*KUTIPAN TEKS:*
بسم الله الرحمن الرحيم
اللهم صل على سيدنا محمد وآل سيدنا محمد
Ini redaksi hadits yang dimaksud tercatat di Shahih Muslim:
كَانَ رَسُولُ اللَّهِ صَلَّى اللَّهُ عَلَيْهِ (وآله) وَسَلَّمَ إِذَا خَطَبَ احْمَرَّتْ عَيْنَاهُ وَعَلَا صَوْتُهُ وَاشْتَدَّ غَضَبُهُ
“Apabila Rasulullah SAW menyampaikan khutbah, kedua mata beliau memerah, suara beliau lantang dan emosional kemarahan beliau menguat (membara/berkobar-kobar)”.
Terlepas adanya perbedaan apakah maksud hadits di atas khutbah apa pun atau khutbah Jum‘at saja, yang jelas dalam mensyarah hadits ini ada ulama yang mengatakan: itu menunjukkan istimrar (terus menerus, berkesinambungan). Jadi, hadits itu dimaknai seakan-akan begitulah kebiasaan perangai yang ditampakkan Rasulullah Muhammad SAW setiap kali menyampaikan khutbah. Hadits inilah yang dijadikan dalil Pak Bahar bin Smith untuk mejustifikasi gayanya dalam berceramah.

*SOAL:* Tuliskan ulang dengan persis bagian teks tentang hadits khutbah di atas, antara "Terlepas adanya perbedaan" dan "gayanya dalam berceramah.", termasuk kedua batas itu.

*BAGIAN DATA:*
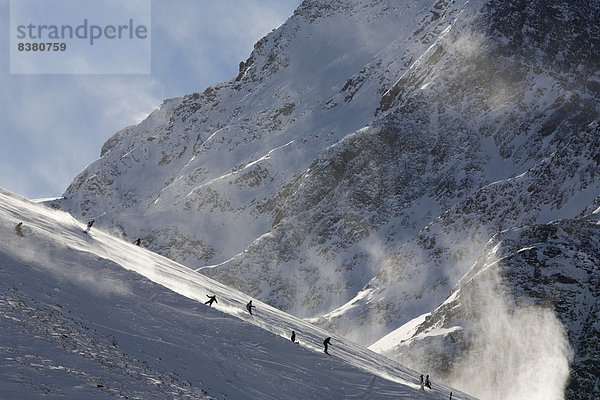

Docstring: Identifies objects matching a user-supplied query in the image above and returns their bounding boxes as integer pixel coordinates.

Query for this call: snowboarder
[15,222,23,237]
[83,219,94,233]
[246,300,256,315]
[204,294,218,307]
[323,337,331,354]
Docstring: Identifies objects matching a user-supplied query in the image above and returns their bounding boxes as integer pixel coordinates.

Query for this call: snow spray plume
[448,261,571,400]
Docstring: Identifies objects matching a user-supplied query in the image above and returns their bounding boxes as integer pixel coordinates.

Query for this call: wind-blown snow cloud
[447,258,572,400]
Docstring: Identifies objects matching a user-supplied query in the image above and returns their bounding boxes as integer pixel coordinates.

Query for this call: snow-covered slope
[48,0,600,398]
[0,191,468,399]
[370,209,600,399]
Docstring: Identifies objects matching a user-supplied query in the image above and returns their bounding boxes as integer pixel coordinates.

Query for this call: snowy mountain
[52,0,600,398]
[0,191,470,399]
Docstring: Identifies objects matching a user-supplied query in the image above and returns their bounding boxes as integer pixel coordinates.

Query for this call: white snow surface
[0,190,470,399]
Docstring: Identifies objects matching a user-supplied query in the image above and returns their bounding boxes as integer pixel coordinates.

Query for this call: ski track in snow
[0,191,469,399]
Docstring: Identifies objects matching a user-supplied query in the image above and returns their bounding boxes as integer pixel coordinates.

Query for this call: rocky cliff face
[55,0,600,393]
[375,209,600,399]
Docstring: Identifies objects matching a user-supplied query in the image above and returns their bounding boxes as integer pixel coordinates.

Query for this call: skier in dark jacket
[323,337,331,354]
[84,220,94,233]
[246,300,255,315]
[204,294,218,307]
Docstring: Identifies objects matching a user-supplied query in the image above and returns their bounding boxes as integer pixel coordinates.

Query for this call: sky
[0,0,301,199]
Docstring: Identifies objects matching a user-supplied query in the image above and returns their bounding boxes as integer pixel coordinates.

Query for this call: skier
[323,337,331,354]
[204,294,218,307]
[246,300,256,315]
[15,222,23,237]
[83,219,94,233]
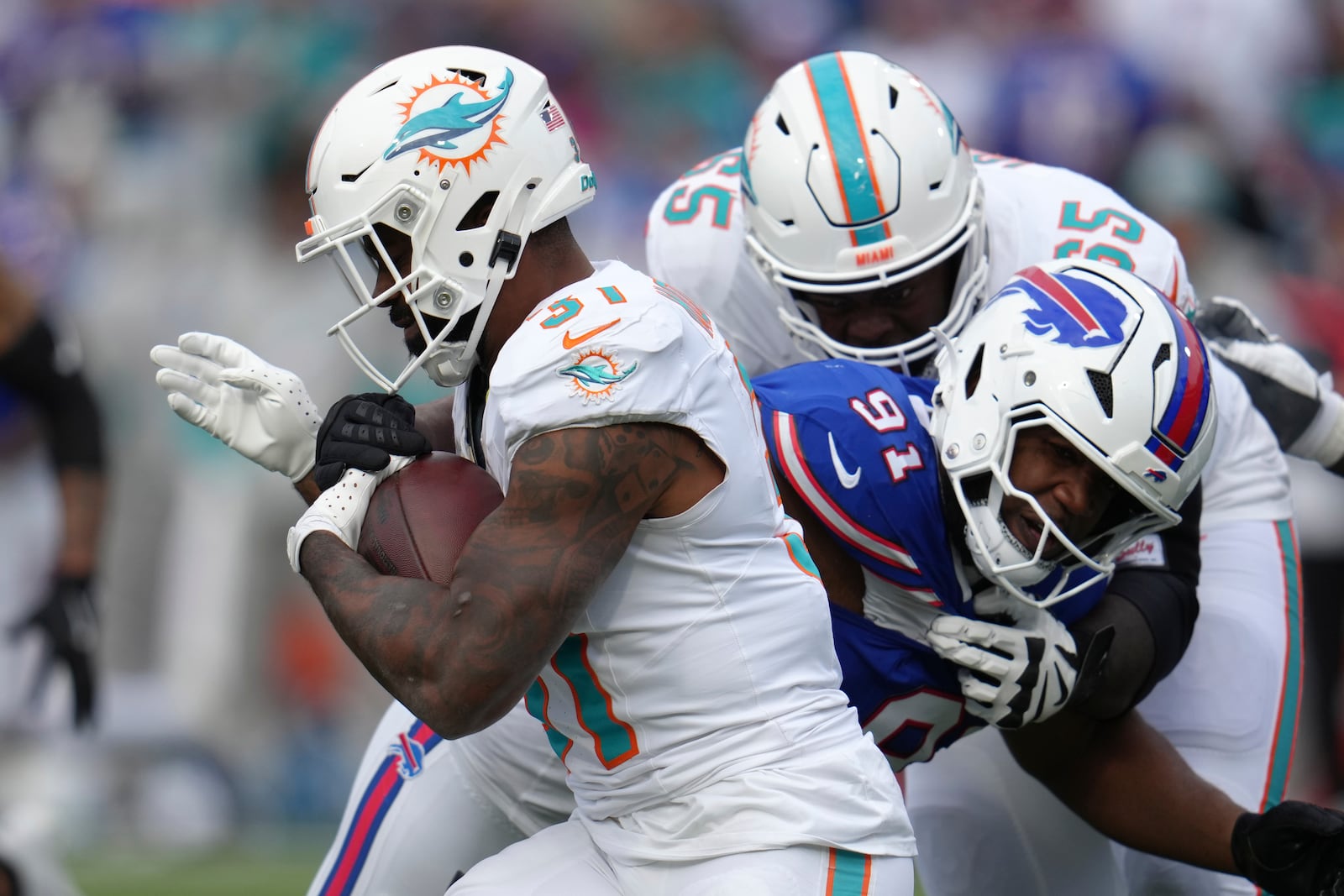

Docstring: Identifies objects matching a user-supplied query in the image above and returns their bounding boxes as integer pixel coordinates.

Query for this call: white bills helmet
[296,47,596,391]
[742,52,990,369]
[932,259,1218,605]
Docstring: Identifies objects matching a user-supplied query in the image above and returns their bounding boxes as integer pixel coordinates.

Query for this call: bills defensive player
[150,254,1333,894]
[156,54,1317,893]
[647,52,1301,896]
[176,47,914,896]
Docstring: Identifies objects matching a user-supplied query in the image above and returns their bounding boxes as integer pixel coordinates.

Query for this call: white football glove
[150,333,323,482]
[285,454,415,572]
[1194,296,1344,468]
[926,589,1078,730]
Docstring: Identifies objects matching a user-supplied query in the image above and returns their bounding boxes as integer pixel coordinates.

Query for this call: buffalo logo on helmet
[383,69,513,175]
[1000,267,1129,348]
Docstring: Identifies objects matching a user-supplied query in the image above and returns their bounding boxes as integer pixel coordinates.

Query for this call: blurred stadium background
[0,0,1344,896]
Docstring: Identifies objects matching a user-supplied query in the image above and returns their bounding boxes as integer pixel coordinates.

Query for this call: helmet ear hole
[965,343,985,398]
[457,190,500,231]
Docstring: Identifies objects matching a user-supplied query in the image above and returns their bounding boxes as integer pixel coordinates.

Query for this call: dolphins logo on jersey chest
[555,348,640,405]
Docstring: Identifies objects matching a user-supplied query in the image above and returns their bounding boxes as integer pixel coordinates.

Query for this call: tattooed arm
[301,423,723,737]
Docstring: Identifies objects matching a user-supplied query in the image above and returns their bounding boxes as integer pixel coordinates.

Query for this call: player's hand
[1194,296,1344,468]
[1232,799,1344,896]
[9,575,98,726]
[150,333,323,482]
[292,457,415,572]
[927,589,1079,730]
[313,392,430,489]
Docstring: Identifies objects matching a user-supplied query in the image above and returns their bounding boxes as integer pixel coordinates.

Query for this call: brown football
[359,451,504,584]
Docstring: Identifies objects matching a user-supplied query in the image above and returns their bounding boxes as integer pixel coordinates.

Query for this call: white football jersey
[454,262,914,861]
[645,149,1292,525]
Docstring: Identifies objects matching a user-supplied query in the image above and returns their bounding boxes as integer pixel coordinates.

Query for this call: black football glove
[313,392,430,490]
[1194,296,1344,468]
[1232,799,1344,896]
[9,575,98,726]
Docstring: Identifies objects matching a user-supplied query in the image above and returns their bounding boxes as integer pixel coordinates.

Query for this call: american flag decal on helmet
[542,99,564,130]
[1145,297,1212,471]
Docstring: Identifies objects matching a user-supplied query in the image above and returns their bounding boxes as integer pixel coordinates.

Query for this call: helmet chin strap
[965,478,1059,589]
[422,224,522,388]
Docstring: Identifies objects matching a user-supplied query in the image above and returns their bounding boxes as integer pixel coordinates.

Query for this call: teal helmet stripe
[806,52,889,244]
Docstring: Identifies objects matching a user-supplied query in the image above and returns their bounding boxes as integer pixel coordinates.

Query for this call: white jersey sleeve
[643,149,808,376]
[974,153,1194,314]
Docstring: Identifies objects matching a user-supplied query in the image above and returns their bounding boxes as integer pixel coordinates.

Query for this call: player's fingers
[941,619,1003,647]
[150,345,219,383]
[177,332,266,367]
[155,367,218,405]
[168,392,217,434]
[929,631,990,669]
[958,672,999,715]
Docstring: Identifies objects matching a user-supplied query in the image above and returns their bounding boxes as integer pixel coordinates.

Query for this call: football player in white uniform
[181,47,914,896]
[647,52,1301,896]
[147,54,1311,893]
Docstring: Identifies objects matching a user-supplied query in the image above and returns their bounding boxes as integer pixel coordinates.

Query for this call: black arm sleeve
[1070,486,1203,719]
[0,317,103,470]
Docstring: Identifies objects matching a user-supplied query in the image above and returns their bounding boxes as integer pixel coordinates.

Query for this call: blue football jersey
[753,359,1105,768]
---
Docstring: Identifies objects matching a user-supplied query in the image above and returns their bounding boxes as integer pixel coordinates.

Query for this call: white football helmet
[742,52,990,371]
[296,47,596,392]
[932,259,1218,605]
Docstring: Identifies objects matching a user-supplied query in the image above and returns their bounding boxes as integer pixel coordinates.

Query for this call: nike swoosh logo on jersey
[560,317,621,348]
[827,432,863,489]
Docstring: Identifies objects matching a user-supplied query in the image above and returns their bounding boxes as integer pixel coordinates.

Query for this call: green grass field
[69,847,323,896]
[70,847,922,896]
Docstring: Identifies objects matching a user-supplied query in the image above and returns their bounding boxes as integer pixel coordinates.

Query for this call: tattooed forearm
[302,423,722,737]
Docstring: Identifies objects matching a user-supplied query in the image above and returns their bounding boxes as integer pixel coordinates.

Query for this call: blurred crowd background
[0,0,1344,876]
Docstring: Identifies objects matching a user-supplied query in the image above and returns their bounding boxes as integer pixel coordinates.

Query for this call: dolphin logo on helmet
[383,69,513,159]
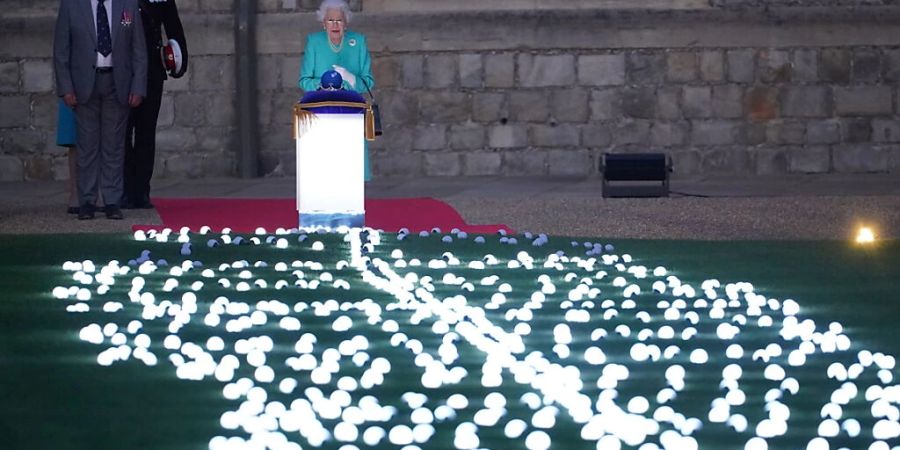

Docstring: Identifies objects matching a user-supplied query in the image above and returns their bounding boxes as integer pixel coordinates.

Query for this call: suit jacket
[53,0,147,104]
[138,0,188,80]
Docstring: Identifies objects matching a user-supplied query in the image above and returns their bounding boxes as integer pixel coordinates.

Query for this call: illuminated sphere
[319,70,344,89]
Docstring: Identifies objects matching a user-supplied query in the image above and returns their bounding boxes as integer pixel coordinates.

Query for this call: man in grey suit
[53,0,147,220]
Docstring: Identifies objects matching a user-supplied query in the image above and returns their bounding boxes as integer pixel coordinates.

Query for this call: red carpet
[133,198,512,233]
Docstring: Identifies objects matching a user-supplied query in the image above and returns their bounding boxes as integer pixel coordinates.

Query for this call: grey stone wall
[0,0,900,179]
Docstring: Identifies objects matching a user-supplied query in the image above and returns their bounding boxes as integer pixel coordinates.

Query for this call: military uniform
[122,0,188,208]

*JAWABAN:*
Terlepas adanya perbedaan apakah maksud hadits di atas khutbah apa pun atau khutbah Jum‘at saja, yang jelas dalam mensyarah hadits ini ada ulama yang mengatakan: itu menunjukkan istimrar (terus menerus, berkesinambungan). Jadi, hadits itu dimaknai seakan-akan begitulah kebiasaan perangai yang ditampakkan Rasulullah Muhammad SAW setiap kali menyampaikan khutbah. Hadits inilah yang dijadikan dalil Pak Bahar bin Smith untuk mejustifikasi gayanya dalam berceramah.